Task: For this exercise, output the line holding "If you could mark the bare" and all subsequent lines of the entries below, unchanged, up to and including the last.
Supplied data section start
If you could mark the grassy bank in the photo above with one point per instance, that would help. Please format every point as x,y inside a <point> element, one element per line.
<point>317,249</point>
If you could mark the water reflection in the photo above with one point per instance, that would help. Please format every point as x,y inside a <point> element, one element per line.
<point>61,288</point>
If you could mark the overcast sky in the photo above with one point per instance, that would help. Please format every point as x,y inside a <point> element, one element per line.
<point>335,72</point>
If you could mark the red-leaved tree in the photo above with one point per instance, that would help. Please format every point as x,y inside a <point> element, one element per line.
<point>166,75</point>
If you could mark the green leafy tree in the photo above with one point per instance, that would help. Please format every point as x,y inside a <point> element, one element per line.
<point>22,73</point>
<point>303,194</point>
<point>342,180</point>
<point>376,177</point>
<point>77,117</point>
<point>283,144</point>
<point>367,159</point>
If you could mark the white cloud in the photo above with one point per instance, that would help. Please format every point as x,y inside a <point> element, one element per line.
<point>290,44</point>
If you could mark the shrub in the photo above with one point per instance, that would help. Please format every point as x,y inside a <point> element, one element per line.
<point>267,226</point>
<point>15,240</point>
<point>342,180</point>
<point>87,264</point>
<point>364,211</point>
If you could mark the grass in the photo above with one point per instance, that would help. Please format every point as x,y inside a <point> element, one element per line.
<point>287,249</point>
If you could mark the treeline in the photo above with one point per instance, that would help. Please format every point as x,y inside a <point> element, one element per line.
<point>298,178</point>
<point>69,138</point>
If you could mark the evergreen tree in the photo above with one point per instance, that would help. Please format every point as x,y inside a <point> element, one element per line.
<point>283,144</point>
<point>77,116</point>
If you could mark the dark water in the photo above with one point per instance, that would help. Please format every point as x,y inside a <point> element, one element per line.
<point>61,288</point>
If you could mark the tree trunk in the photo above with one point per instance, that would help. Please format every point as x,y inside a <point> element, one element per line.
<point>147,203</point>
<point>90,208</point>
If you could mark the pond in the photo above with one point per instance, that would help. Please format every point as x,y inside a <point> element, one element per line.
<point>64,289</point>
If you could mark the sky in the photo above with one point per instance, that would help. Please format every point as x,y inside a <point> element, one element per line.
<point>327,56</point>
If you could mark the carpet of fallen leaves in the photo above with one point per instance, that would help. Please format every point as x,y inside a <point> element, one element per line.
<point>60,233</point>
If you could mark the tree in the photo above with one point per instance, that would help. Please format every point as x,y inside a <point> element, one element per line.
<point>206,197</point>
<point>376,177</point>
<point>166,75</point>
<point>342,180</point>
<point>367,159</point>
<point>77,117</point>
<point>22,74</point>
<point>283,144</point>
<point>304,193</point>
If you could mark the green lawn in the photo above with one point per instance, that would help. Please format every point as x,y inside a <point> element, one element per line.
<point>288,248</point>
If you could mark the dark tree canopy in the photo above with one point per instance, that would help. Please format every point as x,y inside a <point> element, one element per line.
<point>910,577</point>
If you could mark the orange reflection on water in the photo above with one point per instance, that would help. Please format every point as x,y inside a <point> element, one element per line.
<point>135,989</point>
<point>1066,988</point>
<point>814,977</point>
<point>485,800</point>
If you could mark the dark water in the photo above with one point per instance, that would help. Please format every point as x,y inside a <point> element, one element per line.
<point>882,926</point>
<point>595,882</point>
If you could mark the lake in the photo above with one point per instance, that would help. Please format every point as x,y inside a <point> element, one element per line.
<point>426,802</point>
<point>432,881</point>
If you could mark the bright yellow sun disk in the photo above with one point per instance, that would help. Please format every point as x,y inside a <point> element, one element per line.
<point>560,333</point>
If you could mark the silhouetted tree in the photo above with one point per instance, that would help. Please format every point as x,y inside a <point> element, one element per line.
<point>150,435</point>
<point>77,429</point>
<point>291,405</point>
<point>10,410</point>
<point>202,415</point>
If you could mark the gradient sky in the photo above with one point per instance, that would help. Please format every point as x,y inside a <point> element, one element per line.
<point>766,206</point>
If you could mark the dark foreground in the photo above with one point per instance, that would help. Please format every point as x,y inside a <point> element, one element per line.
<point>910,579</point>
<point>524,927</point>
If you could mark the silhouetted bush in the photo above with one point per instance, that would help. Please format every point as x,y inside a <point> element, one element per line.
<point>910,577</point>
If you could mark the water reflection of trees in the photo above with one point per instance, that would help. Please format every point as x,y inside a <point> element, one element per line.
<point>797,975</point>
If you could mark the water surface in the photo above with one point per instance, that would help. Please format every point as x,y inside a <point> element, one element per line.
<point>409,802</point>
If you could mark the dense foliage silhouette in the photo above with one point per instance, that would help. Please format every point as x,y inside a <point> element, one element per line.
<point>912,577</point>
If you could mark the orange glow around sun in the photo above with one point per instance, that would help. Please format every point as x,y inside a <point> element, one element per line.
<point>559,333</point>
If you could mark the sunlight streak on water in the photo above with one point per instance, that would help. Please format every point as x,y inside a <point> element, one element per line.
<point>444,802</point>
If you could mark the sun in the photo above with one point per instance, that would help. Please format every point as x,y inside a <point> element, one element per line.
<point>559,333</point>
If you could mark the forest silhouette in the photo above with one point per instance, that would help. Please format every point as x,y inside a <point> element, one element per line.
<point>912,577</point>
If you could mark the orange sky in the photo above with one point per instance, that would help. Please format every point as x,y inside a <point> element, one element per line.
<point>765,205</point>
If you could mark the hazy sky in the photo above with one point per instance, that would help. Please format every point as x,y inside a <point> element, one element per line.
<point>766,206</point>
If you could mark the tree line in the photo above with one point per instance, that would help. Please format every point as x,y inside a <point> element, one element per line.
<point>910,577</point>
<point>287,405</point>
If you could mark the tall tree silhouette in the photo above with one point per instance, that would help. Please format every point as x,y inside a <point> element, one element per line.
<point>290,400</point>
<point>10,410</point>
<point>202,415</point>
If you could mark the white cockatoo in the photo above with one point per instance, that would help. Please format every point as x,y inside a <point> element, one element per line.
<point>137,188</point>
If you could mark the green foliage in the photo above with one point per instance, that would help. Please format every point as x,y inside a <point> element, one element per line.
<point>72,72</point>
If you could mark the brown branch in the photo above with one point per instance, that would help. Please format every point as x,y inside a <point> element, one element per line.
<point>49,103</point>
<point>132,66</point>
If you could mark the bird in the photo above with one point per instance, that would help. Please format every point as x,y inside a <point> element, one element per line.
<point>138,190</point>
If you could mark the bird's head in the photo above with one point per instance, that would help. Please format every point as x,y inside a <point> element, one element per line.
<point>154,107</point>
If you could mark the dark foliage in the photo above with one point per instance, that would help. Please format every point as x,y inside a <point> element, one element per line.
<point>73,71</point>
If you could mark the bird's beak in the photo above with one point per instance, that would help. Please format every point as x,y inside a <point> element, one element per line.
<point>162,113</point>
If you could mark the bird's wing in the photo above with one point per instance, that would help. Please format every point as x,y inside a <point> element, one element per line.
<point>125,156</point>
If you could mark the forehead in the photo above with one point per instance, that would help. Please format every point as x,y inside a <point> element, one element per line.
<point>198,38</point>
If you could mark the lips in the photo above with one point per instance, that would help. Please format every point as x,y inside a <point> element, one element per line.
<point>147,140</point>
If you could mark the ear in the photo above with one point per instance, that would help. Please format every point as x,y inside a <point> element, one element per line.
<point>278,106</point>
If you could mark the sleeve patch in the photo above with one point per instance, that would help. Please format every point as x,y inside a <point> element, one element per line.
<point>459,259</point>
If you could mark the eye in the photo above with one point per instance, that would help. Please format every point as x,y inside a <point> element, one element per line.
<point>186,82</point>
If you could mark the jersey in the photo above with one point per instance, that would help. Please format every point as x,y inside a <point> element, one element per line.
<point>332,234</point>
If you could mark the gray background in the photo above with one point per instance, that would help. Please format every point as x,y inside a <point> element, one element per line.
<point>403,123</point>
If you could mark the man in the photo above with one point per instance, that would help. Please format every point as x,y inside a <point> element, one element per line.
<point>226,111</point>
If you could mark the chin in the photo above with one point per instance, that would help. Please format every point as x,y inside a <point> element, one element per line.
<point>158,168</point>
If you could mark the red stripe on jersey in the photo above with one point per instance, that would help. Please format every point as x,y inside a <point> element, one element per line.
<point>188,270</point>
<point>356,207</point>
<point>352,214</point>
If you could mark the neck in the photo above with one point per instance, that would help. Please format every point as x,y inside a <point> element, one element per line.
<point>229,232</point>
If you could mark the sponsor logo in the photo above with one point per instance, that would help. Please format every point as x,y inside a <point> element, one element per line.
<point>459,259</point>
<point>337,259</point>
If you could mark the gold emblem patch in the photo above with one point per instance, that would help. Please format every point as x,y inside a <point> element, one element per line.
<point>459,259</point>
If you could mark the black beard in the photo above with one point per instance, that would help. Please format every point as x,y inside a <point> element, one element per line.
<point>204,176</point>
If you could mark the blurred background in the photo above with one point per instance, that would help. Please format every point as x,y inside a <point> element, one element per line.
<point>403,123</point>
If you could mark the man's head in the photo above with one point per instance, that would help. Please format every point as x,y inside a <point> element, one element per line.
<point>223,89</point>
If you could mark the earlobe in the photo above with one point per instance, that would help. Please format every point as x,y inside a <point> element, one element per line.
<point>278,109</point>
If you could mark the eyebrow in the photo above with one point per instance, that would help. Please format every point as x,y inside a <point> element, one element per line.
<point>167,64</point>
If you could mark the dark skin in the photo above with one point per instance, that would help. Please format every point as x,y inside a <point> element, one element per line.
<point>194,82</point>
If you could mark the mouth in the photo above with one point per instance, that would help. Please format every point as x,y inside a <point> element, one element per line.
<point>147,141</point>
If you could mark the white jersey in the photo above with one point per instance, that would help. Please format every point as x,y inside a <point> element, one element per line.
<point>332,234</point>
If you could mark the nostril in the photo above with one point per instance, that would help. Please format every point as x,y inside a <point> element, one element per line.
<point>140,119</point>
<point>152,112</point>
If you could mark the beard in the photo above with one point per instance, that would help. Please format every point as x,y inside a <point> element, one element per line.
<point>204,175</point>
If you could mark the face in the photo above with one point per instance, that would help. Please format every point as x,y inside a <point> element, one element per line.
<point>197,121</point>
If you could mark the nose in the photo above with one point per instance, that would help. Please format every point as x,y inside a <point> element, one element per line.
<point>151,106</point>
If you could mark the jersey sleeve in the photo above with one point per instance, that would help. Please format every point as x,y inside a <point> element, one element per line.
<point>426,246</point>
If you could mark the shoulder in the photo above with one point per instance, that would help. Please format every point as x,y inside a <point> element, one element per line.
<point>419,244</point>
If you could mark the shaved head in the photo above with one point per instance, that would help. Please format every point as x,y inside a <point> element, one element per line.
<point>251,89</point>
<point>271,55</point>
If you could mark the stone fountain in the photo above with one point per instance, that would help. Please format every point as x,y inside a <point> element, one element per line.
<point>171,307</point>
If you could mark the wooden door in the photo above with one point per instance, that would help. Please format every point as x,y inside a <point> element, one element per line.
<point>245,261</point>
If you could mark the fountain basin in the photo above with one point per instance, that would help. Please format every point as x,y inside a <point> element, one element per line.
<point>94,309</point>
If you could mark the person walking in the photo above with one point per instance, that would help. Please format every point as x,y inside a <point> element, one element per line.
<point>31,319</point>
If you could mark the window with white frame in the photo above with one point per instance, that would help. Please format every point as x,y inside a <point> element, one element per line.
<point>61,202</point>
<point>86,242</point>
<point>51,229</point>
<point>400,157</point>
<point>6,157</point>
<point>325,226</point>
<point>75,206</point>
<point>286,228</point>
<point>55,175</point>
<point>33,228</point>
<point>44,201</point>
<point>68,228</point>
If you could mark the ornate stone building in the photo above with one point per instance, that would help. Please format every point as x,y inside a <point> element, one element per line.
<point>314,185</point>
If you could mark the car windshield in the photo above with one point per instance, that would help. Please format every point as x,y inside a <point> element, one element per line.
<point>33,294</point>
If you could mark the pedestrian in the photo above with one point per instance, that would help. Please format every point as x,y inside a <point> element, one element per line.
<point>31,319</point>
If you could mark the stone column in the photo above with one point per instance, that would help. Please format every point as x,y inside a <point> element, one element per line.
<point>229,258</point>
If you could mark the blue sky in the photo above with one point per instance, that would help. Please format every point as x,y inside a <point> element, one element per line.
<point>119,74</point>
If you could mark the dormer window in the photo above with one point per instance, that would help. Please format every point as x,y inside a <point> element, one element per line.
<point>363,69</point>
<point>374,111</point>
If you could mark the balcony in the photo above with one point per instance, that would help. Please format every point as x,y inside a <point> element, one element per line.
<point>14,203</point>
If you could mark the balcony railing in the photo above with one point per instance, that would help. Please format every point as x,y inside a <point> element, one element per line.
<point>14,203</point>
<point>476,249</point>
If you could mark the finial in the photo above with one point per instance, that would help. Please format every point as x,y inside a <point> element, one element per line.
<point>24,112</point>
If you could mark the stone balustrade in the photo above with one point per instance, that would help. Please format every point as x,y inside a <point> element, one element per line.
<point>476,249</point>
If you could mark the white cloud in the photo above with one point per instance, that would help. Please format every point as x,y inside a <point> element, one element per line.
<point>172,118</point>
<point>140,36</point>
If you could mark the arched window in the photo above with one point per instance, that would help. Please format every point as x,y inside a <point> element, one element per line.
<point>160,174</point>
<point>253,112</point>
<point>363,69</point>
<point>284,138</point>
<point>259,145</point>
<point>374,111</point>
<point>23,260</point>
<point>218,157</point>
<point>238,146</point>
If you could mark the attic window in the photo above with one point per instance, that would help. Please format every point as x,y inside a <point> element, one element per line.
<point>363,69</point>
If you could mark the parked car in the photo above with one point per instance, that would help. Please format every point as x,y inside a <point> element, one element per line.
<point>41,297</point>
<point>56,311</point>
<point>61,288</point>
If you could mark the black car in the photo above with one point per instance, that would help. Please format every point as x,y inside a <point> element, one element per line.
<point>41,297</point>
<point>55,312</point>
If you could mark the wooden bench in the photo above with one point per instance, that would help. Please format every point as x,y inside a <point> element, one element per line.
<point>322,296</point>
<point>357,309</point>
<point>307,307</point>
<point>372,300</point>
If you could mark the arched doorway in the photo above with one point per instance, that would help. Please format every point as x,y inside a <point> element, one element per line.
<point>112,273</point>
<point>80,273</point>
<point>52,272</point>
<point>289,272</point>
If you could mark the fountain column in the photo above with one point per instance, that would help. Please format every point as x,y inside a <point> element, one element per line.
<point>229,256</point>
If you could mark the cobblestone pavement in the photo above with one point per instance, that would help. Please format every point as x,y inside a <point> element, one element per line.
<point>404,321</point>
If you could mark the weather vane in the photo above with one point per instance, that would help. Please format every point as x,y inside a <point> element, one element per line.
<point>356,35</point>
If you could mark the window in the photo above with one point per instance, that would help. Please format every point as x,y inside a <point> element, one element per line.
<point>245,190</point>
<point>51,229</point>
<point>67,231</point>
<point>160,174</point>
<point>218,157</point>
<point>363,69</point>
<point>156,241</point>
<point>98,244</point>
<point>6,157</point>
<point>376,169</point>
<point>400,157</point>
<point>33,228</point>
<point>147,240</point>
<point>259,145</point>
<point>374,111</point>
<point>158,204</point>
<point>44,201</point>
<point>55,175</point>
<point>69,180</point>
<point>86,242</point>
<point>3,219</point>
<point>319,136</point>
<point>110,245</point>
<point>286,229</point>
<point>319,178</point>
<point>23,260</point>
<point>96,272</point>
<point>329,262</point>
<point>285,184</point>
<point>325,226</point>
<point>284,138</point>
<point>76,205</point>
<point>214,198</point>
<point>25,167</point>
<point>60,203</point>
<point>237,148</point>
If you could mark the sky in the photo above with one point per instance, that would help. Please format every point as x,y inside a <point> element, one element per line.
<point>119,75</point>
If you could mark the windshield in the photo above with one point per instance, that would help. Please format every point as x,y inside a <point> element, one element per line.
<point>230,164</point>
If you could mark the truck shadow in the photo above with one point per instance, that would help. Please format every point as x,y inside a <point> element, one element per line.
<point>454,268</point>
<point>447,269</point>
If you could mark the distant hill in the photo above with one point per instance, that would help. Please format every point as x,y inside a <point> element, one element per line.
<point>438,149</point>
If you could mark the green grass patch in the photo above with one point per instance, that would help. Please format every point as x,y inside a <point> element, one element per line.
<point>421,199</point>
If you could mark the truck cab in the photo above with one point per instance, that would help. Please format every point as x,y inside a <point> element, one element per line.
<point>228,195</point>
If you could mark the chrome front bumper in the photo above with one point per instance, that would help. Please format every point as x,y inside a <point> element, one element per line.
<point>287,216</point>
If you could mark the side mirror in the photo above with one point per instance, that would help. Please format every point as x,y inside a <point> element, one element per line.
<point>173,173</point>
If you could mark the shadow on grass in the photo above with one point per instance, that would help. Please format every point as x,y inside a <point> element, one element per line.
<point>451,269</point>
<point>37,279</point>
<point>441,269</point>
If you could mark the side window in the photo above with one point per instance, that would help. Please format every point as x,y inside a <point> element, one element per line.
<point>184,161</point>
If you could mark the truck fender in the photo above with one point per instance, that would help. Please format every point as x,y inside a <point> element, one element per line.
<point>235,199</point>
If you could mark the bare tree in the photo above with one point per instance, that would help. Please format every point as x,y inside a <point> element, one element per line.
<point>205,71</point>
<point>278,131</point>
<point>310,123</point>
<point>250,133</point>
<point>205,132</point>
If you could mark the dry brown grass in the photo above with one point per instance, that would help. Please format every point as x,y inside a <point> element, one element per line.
Supplied data section end
Response:
If you could mark the bare tree in the photo above with one point per instance, that would help. Please format every point as x,y inside a <point> element, one element per line.
<point>205,71</point>
<point>278,131</point>
<point>310,123</point>
<point>250,133</point>
<point>205,132</point>
If you could mark the dry brown grass in the photo above with one point per instance, that would help. Please format every point as x,y inside a <point> element, one element per line.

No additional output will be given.